### [QUESTIONS ON THE MATERIAL]
a. In the blog excerpt about Anthony, what did he do a few years ago before being told he could no longer be taken?
b. Reproduce the blog excerpt about Anthony from the words "He has certainly" up to and including the words "out of options.".

He has certainly had a number of these incidents at his previous school; most of what Anthony does goes unwritten here because this blog isn't meant as a comprehensive "web log" as much as it is about highlighting new issues without being redundant. But the school staff knew him well and had a general idea of what to expect. We have found that, even though we are specific from the start about the danger with Anthony, it seems each organization has to see it first hand to truly appreciate what we have told them.
In that sense, this is a re-hashing of something I wrote a few years ago after he sent a staffer to the hospital and we were then told they could no longer take him, though they had initially assured us they could handle him even with our cautioning. The difference now is that we are quickly running out of options.

### [RAW DATA]
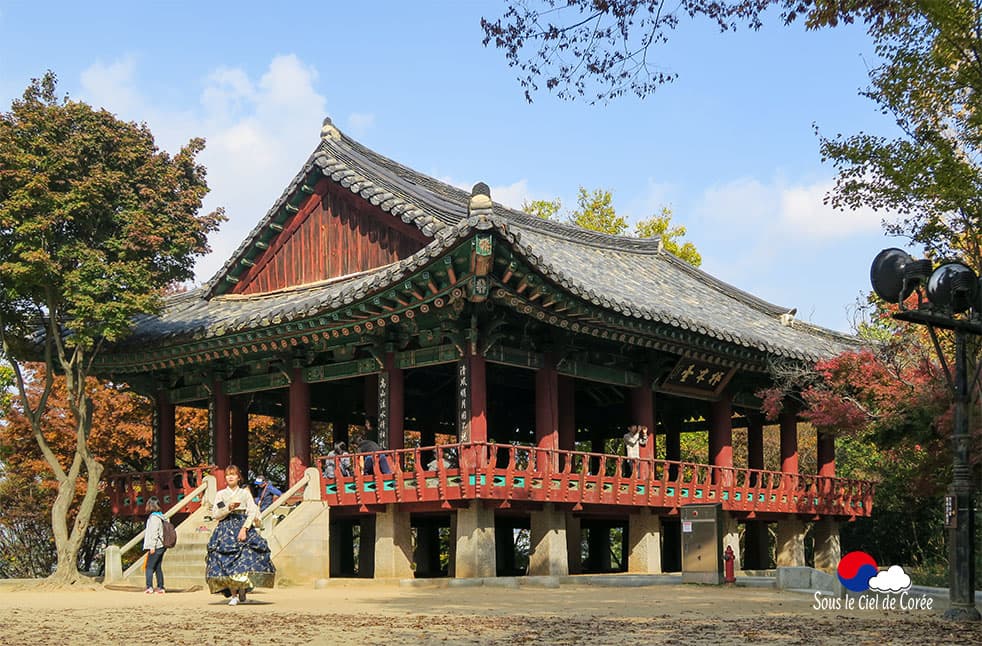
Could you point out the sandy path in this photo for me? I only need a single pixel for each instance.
(378, 613)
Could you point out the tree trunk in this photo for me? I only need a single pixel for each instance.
(68, 543)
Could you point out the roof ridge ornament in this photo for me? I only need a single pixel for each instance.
(329, 131)
(787, 319)
(480, 199)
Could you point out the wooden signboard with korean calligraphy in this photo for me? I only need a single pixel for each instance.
(697, 378)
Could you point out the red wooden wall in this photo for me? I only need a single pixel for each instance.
(335, 233)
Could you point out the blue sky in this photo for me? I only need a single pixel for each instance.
(729, 146)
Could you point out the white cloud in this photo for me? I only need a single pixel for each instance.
(512, 195)
(112, 86)
(258, 132)
(359, 123)
(893, 580)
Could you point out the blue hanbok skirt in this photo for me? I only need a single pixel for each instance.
(233, 565)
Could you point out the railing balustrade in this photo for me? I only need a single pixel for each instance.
(488, 470)
(129, 492)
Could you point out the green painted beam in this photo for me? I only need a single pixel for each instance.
(514, 357)
(256, 383)
(342, 370)
(189, 394)
(603, 374)
(427, 356)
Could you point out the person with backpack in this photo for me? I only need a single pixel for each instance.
(153, 543)
(267, 492)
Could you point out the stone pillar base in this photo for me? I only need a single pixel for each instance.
(393, 544)
(549, 556)
(644, 543)
(731, 538)
(790, 548)
(475, 551)
(574, 549)
(828, 552)
(756, 546)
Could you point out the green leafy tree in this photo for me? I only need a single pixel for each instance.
(95, 221)
(660, 226)
(595, 211)
(544, 209)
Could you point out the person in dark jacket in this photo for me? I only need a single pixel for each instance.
(266, 492)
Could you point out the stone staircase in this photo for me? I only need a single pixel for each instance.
(297, 537)
(184, 564)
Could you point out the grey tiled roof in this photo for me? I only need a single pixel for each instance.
(629, 276)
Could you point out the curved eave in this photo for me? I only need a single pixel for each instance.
(194, 324)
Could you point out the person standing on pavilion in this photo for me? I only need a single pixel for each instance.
(634, 439)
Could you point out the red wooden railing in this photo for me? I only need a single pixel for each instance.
(129, 492)
(507, 472)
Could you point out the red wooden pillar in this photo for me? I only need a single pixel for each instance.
(298, 444)
(826, 455)
(721, 436)
(395, 404)
(643, 413)
(567, 412)
(166, 413)
(546, 412)
(755, 445)
(240, 434)
(788, 420)
(371, 401)
(472, 417)
(673, 441)
(221, 440)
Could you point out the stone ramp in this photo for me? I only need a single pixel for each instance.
(297, 537)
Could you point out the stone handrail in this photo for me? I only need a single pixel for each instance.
(310, 480)
(114, 554)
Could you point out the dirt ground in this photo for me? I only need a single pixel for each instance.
(378, 613)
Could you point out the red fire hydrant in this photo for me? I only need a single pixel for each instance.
(728, 558)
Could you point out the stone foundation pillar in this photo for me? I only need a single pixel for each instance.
(452, 547)
(574, 538)
(828, 552)
(427, 554)
(342, 548)
(366, 547)
(790, 548)
(504, 547)
(756, 547)
(672, 545)
(393, 544)
(475, 554)
(549, 555)
(644, 543)
(598, 548)
(731, 537)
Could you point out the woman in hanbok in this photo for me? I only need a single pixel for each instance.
(238, 557)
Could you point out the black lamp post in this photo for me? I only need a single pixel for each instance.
(952, 302)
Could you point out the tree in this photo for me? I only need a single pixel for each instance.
(929, 82)
(544, 209)
(94, 222)
(660, 226)
(599, 50)
(595, 211)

### [OUTPUTS BY TASK]
a. He sent a staffer to the hospital.

b.
He has certainly had a number of these incidents at his previous school; most of what Anthony does goes unwritten here because this blog isn't meant as a comprehensive "web log" as much as it is about highlighting new issues without being redundant. But the school staff knew him well and had a general idea of what to expect. We have found that, even though we are specific from the start about the danger with Anthony, it seems each organization has to see it first hand to truly appreciate what we have told them.
In that sense, this is a re-hashing of something I wrote a few years ago after he sent a staffer to the hospital and we were then told they could no longer take him, though they had initially assured us they could handle him even with our cautioning. The difference now is that we are quickly running out of options.